» **Exercise task**
Starting at the line containing "TARGET = red engine nacelle" and ending at the final line of the rows below, rewrite those lines as a JSON list of strings with one string per line, omitting blank lines.
----- Provided data
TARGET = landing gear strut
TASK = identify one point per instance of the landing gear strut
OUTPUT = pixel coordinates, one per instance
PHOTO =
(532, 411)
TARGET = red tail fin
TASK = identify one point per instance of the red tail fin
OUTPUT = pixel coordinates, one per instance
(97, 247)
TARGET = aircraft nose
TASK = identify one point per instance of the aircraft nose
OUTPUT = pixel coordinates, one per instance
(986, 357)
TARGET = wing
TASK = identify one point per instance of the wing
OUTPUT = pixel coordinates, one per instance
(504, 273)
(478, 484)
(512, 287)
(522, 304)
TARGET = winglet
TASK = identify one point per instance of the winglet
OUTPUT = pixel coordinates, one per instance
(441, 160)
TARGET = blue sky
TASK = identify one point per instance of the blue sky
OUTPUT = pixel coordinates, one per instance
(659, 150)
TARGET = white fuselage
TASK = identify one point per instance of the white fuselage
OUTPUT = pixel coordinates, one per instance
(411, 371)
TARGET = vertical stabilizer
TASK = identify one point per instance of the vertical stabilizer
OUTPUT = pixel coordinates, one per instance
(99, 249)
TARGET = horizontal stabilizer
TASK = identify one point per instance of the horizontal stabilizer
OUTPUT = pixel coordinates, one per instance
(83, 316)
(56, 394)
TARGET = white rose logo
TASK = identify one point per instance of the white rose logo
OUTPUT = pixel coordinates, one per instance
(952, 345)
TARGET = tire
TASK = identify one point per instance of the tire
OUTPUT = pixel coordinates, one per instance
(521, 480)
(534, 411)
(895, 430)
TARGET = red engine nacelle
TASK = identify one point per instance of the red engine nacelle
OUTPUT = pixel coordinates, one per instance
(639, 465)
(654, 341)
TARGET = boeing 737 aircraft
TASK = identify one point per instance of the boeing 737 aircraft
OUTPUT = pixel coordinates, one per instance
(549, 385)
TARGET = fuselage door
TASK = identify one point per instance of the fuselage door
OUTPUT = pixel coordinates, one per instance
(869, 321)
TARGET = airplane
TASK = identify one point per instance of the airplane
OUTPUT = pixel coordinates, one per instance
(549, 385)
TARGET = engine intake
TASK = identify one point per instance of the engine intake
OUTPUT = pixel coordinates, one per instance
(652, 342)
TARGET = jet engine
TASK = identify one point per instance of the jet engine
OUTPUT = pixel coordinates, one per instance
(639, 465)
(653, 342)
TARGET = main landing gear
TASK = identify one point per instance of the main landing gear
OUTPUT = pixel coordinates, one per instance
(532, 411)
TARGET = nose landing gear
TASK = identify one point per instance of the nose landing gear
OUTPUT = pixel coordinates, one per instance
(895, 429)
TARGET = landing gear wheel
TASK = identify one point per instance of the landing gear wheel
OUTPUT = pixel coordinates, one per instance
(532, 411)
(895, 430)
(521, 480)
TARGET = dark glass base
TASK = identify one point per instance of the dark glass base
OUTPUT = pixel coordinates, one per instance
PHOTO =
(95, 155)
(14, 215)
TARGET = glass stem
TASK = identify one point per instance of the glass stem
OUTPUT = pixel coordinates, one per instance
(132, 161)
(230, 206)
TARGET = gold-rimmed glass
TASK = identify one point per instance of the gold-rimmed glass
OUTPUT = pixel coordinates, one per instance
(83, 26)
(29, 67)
----------
» **Answer to the task**
[
  "TARGET = red engine nacelle",
  "TASK = identify one point per instance of the red engine nacelle",
  "OUTPUT = pixel coordinates, one per instance",
  "(639, 465)",
  "(654, 341)",
  "TARGET = boeing 737 aircraft",
  "TASK = identify one point per instance of the boeing 737 aircraft",
  "OUTPUT = pixel coordinates, one per instance",
  "(549, 385)",
  "TARGET = fuselage door",
  "TASK = identify one point per instance of the fuselage door",
  "OUTPUT = pixel coordinates, one per instance",
  "(869, 321)",
  "TARGET = airplane",
  "TASK = identify one point per instance of the airplane",
  "OUTPUT = pixel coordinates, one per instance",
  "(549, 385)",
  "TARGET = engine intake",
  "TASK = identify one point per instance of the engine intake",
  "OUTPUT = pixel coordinates, one per instance",
  "(652, 342)",
  "TARGET = jet engine",
  "TASK = identify one point per instance of the jet engine",
  "OUTPUT = pixel coordinates, one per instance",
  "(639, 465)",
  "(653, 342)",
  "TARGET = main landing gear",
  "TASK = identify one point per instance of the main landing gear",
  "OUTPUT = pixel coordinates, one per instance",
  "(532, 411)",
  "TARGET = nose landing gear",
  "TASK = identify one point per instance of the nose landing gear",
  "OUTPUT = pixel coordinates, one per instance",
  "(895, 429)",
  "TARGET = landing gear wheel",
  "TASK = identify one point per instance of the landing gear wheel",
  "OUTPUT = pixel coordinates, one per instance",
  "(532, 411)",
  "(895, 430)",
  "(521, 480)",
  "TARGET = dark glass base",
  "TASK = identify one point per instance of the dark glass base",
  "OUTPUT = pixel coordinates, one per instance",
  "PHOTO =",
  "(95, 155)",
  "(14, 215)",
  "TARGET = glass stem",
  "TASK = identify one point per instance of the glass stem",
  "OUTPUT = pixel coordinates, one per instance",
  "(132, 161)",
  "(230, 206)",
  "TARGET = gold-rimmed glass",
  "TASK = identify one point per instance of the gold-rimmed glass",
  "OUTPUT = pixel coordinates, one per instance",
  "(83, 26)",
  "(29, 67)"
]